- _TASK GOAL_: All entries are to be transcribed exactly. Pictures are not part of the copy.

(DATA SHOWN begins)

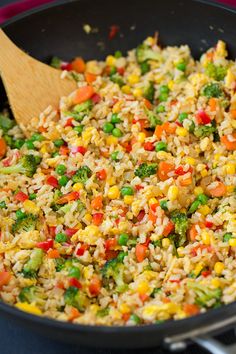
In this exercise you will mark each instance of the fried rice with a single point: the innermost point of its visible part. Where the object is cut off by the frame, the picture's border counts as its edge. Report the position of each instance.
(119, 209)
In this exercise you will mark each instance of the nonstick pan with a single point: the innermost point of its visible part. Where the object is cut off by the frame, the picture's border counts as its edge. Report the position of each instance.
(58, 30)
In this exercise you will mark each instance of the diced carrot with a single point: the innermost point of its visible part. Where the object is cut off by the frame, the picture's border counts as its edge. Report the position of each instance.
(233, 113)
(53, 254)
(89, 77)
(218, 191)
(230, 145)
(191, 309)
(140, 252)
(96, 203)
(185, 181)
(68, 198)
(4, 278)
(164, 169)
(3, 147)
(78, 65)
(168, 228)
(213, 104)
(147, 103)
(83, 94)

(DATA SHOWN ends)

- _WRITTEN ANSWER_:
In this exercise you will mark each instance of the fried rice with a single point: the innermost point of its visible part. Where the object is cut off by the frame, the picture's border counts as its edge. Report the position of each instance.
(119, 209)
In this exercise you will mark each instance of the nonstick pan with a single point: the innermost point of its visible part. Where the object is cut off by the frame, the picture's border counts as its edge. Report the position of each instance.
(58, 30)
In this exercise you will mark each instance of the diced carrot with a single point: the innermost point of its visible part. Where the object is cut off by the frame, the picture's border counts as its edge. Report the position of each instance.
(233, 113)
(53, 254)
(89, 77)
(218, 191)
(230, 145)
(191, 309)
(140, 252)
(96, 203)
(185, 181)
(68, 198)
(4, 278)
(164, 169)
(3, 147)
(78, 65)
(168, 228)
(213, 104)
(147, 103)
(83, 94)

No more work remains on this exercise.